─── Given records ───
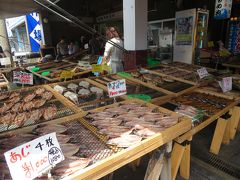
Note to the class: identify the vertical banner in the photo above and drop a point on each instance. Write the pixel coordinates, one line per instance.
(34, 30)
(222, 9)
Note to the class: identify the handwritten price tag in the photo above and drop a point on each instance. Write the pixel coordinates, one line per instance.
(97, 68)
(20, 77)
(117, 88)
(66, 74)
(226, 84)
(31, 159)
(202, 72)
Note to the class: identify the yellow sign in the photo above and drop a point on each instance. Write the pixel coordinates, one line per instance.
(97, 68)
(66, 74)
───
─── Given records ───
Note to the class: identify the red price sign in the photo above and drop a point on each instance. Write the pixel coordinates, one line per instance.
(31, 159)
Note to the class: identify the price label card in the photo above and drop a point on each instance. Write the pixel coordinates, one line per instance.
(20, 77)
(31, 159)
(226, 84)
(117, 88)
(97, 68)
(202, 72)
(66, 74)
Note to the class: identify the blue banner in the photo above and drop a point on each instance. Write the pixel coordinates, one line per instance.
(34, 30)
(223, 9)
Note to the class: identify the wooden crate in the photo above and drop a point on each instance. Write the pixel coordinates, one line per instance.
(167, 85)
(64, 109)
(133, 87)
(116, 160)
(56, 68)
───
◆ What is required: Find every line in the entries above that contains the word "price" and copy each of those lines out in full.

◆ Result of this task:
Note to the class: identify the handwritten price tag in the photo above and drop a point on each instance. Write the pixel coordinates, one line per instance.
Note to the class: identify the red price sign in the photo above and drop a point on each instance. Write the pixel coordinates, one line per instance.
Note to the class: identify the price label card in the photo above and drop a point on each instance. Write the pixel coordinates, one line per instance.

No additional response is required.